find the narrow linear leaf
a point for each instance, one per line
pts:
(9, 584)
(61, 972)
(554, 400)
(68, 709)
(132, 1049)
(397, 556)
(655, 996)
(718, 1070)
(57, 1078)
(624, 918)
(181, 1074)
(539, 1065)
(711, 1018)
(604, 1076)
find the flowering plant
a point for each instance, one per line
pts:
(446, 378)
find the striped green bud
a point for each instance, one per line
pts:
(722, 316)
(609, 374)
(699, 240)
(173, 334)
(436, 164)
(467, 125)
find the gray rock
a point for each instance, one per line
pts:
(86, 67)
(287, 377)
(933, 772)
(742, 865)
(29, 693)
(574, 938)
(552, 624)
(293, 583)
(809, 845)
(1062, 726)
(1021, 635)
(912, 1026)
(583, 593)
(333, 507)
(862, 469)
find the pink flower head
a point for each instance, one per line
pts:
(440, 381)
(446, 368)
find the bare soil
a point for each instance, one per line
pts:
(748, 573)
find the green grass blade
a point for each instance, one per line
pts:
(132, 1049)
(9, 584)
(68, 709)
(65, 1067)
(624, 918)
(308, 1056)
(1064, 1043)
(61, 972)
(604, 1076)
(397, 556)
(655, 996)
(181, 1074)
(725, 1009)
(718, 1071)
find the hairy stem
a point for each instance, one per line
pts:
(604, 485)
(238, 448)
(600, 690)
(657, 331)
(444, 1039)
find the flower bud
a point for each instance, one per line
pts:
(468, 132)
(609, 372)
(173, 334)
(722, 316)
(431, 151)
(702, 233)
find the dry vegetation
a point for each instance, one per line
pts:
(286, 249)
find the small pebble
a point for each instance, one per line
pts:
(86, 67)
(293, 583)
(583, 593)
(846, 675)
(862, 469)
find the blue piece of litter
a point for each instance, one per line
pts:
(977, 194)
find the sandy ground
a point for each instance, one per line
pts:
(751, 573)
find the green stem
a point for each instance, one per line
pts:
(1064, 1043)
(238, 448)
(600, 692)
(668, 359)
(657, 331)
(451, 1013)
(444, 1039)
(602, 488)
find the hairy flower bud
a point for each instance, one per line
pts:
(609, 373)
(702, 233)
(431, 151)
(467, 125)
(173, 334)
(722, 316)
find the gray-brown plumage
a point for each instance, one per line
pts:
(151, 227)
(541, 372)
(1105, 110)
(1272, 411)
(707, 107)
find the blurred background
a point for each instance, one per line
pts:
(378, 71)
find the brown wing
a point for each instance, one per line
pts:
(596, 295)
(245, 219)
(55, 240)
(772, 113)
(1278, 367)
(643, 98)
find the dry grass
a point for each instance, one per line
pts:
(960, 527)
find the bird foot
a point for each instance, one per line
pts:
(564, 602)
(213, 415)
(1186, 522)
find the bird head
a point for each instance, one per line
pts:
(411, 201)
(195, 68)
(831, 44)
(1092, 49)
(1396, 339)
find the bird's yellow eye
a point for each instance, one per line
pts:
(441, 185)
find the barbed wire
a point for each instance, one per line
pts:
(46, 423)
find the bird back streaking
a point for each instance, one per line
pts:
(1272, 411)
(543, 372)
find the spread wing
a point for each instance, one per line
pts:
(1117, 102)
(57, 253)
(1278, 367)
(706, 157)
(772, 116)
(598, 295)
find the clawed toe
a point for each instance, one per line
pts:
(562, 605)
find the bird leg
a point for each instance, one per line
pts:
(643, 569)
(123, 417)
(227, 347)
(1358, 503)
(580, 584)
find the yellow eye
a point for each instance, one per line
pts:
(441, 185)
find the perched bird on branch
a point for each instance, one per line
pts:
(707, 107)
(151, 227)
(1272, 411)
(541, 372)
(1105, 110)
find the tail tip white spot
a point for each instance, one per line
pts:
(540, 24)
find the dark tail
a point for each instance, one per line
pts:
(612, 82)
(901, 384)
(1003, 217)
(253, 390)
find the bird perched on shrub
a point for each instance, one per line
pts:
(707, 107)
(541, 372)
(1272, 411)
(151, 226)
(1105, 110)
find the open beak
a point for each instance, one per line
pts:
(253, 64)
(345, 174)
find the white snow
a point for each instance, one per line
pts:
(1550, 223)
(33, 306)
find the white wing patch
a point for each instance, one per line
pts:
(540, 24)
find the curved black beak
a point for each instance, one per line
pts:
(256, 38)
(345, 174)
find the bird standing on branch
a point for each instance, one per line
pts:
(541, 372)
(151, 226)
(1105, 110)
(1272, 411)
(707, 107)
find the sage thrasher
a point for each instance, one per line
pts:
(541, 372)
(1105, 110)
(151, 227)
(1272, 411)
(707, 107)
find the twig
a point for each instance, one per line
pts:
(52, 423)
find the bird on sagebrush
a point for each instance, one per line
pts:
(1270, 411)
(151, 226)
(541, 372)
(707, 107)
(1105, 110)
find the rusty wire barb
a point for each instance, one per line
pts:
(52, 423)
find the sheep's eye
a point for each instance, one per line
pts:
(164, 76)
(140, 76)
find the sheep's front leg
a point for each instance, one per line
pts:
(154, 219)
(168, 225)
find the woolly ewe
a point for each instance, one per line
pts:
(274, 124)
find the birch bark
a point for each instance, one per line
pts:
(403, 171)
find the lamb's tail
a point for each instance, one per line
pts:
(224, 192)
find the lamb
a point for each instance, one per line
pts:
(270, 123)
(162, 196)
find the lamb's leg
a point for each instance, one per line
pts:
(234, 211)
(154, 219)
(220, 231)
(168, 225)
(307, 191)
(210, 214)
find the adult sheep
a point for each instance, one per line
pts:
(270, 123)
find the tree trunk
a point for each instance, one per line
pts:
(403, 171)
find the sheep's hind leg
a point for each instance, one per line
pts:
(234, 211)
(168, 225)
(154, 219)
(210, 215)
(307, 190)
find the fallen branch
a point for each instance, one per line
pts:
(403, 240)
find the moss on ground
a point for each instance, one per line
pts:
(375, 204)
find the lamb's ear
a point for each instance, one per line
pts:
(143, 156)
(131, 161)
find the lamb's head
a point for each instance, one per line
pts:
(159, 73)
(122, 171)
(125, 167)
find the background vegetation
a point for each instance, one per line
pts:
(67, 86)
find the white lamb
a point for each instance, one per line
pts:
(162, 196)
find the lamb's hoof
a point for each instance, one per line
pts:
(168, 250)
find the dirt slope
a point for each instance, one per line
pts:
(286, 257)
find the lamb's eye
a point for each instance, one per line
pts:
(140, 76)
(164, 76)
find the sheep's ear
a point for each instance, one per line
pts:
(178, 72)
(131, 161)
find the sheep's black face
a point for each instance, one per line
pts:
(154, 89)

○ ○ ○

● **Task statement**
Retype the data in full and match it exactly.

● **Your response**
find the narrow linear leaf
a point for each instance, one per line
pts:
(9, 584)
(61, 972)
(554, 400)
(68, 709)
(132, 1049)
(397, 556)
(655, 996)
(718, 1070)
(57, 1078)
(624, 918)
(181, 1074)
(539, 1065)
(711, 1018)
(604, 1076)
find the flowering plant
a point for each instance, one per line
pts:
(446, 378)
find the striped green bud
a point for each instance, one per line
pts:
(722, 316)
(609, 374)
(699, 240)
(173, 334)
(436, 164)
(467, 125)
find the gray rock
a point for each instance, one per line
pts:
(86, 67)
(287, 377)
(933, 772)
(742, 865)
(29, 693)
(574, 938)
(552, 624)
(293, 583)
(809, 845)
(1062, 726)
(1021, 635)
(912, 1026)
(583, 593)
(333, 507)
(862, 469)
find the pink flower head
a point for each instance, one per line
pts:
(440, 381)
(446, 368)
find the bare soil
a point for each instance, one per line
pts:
(748, 573)
find the green grass blade
a point for each instance, one per line
pts:
(132, 1049)
(9, 584)
(68, 709)
(65, 1067)
(624, 918)
(308, 1056)
(1064, 1043)
(61, 972)
(604, 1076)
(397, 556)
(655, 996)
(181, 1074)
(725, 1009)
(718, 1071)
find the hairy stem
a point for each instance, one per line
pts:
(604, 485)
(238, 448)
(600, 690)
(657, 331)
(444, 1039)
find the flower bud
a point for each instance, one per line
pts:
(468, 132)
(609, 372)
(173, 334)
(722, 316)
(431, 151)
(702, 233)
find the dry vegetation
a point for each instance, one per line
pts:
(286, 249)
find the small pebble
a point for each instance, one per line
pts:
(86, 67)
(293, 583)
(583, 593)
(846, 675)
(862, 469)
find the blue piece of litter
a point for each instance, one per line
pts:
(977, 194)
find the sandy ground
a point for each instance, one per line
pts:
(751, 573)
find the green stem
a point for each instance, one per line
pts:
(1064, 1043)
(238, 448)
(600, 692)
(668, 359)
(657, 331)
(451, 1013)
(444, 1039)
(602, 488)
find the hairy flower bud
a point for each instance, one per line
pts:
(609, 373)
(702, 233)
(431, 151)
(467, 125)
(173, 334)
(722, 316)
find the gray-brown plumage
a point for each instance, one per line
pts:
(151, 227)
(541, 372)
(1105, 110)
(1272, 411)
(707, 107)
find the blurred background
a point for each instance, one per line
pts:
(378, 71)
find the brown wing
a point for each instance, one per line
pts:
(596, 295)
(245, 219)
(55, 240)
(772, 113)
(1278, 367)
(643, 98)
find the dry grass
a point for each instance, one per line
pts:
(960, 527)
find the bird foot
a point for each instance, one per line
pts:
(564, 602)
(213, 415)
(1186, 522)
find the bird head
a point for each instance, one per line
pts:
(411, 201)
(195, 68)
(831, 44)
(1092, 49)
(1396, 339)
find the bird's yellow eye
a point for each instance, one per line
pts:
(441, 185)
find the barbed wire
a point for each instance, one per line
pts:
(46, 423)
find the bird back streaking
a point for each instance, one per line
pts:
(1272, 411)
(543, 372)
find the spread wing
a point for each instance, one per line
pts:
(1117, 102)
(57, 253)
(1278, 367)
(706, 157)
(772, 116)
(598, 295)
find the clawed toe
a point for each instance, one per line
pts:
(562, 605)
find the bird leg
a point for each instance, one per line
pts:
(643, 569)
(123, 417)
(227, 347)
(1358, 503)
(580, 584)
find the yellow eye
a point for each instance, one per line
pts:
(441, 185)
find the perched bird on branch
a point for each instance, one per line
pts:
(707, 107)
(151, 227)
(1272, 411)
(541, 372)
(1105, 110)
find the tail tip white spot
a point for each instance, one per line
pts:
(540, 24)
find the dark tail
a point for each instance, one per line
pts:
(612, 82)
(901, 384)
(1003, 217)
(253, 390)
find the bird perched on shrub
a point for each instance, one per line
pts:
(707, 107)
(541, 372)
(1272, 411)
(151, 226)
(1105, 110)
find the open beak
a point for each instance, one per line
pts:
(253, 64)
(345, 174)
find the white snow
a point for each instance, one per line
pts:
(1550, 223)
(33, 306)
find the white wing patch
a point for each instance, one per line
pts:
(540, 24)
find the curved black beak
a point for each instance, one per line
pts:
(256, 38)
(345, 174)
find the bird standing on branch
a point for each instance, one per line
pts:
(541, 372)
(151, 226)
(1105, 110)
(1272, 411)
(707, 107)
find the sage thrasher
a point for each instance, one per line
pts:
(541, 372)
(1105, 110)
(151, 227)
(1272, 411)
(707, 107)
find the twig
a point for each instance, one per line
pts:
(52, 423)
find the bird on sagebrush
a point for each instance, one per line
pts:
(1270, 411)
(151, 226)
(541, 372)
(707, 107)
(1105, 110)
find the rusty wire barb
a point for each instance, one per line
pts:
(52, 423)
find the sheep's eye
a point for each instance, one per line
pts:
(164, 76)
(140, 76)
find the sheep's front leg
a point for each instance, one per line
pts:
(154, 219)
(168, 225)
find the woolly ewe
a point for each instance, one per line
pts:
(274, 124)
find the birch bark
a point for each instance, one per line
pts:
(403, 171)
find the lamb's tail
a point for each instance, one per line
pts:
(224, 192)
find the lamb
a point for each instance, one per line
pts:
(270, 123)
(162, 196)
find the lamb's leg
a point for each instance, one per line
pts:
(234, 211)
(154, 219)
(220, 231)
(168, 225)
(307, 191)
(210, 214)
find the adult sheep
a point for each instance, one per line
pts:
(270, 123)
find the tree trunk
a point for each instance, one per line
pts:
(403, 171)
find the sheep's hind leg
a point for each instance, one per line
pts:
(234, 211)
(168, 225)
(154, 219)
(210, 215)
(307, 190)
find the fallen branch
a point for each instance, one per line
pts:
(403, 240)
find the moss on ground
a point for each instance, one per line
pts:
(375, 204)
find the lamb's ear
a point for each instance, one per line
pts:
(143, 156)
(131, 161)
find the lamb's head
a point for each instance, one per line
pts:
(159, 73)
(122, 171)
(125, 167)
find the background vegetation
a point for each instance, one per line
pts:
(67, 86)
find the white lamb
a point for each instance, one per line
pts:
(162, 196)
find the lamb's hoof
a point for each instance, one per line
pts:
(168, 250)
find the dirt slope
a point for each instance, one per line
pts:
(286, 257)
find the lamb's eye
a point for each instance, one per line
pts:
(140, 76)
(164, 76)
find the sheep's ear
a point for each instance, one per line
pts:
(178, 72)
(131, 161)
find the sheep's black face
a point for each instance, one per line
pts:
(154, 89)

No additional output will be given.